> **Exercise instructions**
Give as output the line that contains "Task — mark the blurred", followed by every remaining line of the entries, unchanged and with nothing added.

start

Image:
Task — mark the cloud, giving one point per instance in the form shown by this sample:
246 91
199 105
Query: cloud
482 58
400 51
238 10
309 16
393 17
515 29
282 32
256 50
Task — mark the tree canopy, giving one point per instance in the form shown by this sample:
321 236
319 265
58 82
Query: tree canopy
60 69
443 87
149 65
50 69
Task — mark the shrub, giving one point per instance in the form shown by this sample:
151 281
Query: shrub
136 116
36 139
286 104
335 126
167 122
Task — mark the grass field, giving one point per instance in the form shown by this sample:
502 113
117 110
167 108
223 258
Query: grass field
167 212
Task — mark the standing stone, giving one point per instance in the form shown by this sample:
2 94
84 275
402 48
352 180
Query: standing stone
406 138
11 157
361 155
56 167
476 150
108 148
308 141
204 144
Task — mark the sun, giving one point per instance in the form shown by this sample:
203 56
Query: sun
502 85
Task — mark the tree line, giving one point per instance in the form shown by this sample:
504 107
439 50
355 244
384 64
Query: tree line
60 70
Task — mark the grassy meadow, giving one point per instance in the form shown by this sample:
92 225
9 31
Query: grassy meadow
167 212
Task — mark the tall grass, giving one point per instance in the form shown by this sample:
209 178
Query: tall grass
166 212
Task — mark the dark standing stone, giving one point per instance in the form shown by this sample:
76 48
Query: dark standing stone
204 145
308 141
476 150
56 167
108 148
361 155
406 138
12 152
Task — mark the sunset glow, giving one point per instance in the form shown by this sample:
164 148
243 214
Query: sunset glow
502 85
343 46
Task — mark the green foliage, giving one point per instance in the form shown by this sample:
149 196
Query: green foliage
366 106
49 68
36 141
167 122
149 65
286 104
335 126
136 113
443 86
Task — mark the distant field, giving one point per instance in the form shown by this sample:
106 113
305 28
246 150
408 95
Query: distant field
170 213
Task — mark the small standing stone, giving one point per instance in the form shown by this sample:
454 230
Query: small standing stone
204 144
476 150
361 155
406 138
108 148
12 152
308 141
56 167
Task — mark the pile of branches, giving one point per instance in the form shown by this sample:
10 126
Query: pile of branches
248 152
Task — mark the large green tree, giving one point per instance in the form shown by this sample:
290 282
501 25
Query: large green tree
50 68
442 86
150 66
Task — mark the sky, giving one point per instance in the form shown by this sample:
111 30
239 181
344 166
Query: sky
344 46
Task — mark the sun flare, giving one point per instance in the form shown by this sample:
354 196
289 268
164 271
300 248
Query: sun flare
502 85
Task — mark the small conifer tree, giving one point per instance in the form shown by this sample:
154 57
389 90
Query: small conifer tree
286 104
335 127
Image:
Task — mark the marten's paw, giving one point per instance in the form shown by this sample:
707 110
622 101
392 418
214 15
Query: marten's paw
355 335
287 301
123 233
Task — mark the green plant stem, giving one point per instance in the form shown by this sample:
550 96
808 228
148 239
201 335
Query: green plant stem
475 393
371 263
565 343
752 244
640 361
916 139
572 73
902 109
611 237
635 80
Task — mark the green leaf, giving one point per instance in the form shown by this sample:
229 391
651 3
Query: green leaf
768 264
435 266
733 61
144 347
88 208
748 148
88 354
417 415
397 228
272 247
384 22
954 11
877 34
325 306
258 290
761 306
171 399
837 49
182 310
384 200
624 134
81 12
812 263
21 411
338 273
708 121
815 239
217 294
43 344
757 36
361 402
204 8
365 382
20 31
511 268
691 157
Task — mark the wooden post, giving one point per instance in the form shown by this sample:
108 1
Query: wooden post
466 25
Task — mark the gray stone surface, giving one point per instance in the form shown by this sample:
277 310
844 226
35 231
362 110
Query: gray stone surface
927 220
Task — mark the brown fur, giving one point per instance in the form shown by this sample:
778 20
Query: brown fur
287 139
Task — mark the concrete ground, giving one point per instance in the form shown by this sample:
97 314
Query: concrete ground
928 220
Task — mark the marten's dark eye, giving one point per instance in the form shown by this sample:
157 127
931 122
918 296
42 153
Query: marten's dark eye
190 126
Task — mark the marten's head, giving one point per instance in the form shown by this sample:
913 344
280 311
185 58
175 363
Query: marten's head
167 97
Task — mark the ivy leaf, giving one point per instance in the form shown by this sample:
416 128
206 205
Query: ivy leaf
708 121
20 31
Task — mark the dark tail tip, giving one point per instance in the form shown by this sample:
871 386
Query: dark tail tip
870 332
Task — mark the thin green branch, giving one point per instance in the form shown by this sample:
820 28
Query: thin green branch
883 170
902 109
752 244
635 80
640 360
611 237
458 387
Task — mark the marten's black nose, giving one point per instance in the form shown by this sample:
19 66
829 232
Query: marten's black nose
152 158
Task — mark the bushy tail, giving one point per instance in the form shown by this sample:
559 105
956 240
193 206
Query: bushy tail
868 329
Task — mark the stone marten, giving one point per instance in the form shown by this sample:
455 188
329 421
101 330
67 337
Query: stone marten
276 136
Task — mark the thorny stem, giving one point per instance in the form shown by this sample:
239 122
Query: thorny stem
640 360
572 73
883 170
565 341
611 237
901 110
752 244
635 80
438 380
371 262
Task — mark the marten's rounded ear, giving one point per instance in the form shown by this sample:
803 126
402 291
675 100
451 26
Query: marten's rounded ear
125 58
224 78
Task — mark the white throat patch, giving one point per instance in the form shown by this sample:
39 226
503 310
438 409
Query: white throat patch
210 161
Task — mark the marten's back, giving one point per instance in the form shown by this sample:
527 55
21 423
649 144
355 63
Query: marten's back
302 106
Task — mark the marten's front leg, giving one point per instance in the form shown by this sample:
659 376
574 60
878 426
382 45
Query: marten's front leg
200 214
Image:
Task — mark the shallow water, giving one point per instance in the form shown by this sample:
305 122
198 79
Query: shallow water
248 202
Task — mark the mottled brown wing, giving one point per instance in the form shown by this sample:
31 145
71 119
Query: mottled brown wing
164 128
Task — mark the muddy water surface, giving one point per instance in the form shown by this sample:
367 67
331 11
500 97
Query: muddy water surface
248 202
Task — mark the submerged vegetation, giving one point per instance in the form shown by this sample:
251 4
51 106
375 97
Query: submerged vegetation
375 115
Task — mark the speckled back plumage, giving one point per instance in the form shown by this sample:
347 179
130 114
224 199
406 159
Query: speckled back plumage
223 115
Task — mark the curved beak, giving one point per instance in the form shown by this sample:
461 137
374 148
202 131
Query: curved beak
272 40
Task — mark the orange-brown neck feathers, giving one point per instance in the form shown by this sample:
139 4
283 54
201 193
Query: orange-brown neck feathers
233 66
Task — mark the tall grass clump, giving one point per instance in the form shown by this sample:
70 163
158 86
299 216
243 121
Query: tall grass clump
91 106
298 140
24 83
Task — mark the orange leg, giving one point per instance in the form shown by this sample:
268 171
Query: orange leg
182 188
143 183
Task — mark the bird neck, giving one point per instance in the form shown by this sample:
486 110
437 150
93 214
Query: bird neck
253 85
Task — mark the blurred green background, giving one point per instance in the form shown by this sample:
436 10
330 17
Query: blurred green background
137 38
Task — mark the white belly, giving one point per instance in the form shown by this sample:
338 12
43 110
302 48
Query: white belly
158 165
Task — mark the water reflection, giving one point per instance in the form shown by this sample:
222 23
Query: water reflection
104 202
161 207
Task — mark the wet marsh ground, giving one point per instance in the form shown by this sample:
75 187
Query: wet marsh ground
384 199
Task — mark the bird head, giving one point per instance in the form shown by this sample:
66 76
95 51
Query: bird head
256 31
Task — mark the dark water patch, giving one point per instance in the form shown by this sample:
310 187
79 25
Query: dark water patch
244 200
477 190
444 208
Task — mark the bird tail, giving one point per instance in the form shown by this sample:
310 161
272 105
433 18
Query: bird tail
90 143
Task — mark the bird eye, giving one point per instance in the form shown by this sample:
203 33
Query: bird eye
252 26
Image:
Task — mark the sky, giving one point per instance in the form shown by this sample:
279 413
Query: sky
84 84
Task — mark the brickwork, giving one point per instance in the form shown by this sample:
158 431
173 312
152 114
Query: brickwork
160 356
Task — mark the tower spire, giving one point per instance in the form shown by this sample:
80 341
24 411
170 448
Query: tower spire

end

> **Answer to the task**
Task — mark the blurred green background, giving one point per instance in the form shown by this sample:
436 10
330 17
Query: blurred green background
137 38
Task — mark the white belly, giving one point per instance in the form shown by this sample:
338 12
43 110
302 48
Query: white belly
158 165
Task — mark the water reflection, giving one point per instance in the form shown by this sample:
222 23
Query: water reflection
104 202
161 207
Task — mark the wet marsh ground, giving one point per instance in the form shown by this sample:
75 187
Query: wet marsh ground
384 199
Task — mark the bird head, giving one point per instance in the form shown by this sample:
66 76
95 51
Query: bird head
256 31
Task — mark the dark water patch, giving one point per instance in the form shown by this sample:
310 187
79 25
Query: dark water patch
244 200
477 190
444 208
Task — mark the bird tail, giving one point per instance in the form shown by this sample:
310 161
272 105
433 18
Query: bird tail
90 143
Task — mark the bird eye, giving one point per instance in the form shown by this sample:
203 33
Query: bird eye
252 26
Image:
Task — mark the sky, giving one point per instance in the form shown by this sample:
279 413
Query: sky
84 84
Task — mark the brickwork, giving one point per instance in the form shown by this sample:
158 431
173 312
152 114
Query: brickwork
160 356
Task — mark the tower spire, giving one point per instance in the form shown by this sample:
80 341
24 411
170 448
Query: tower spire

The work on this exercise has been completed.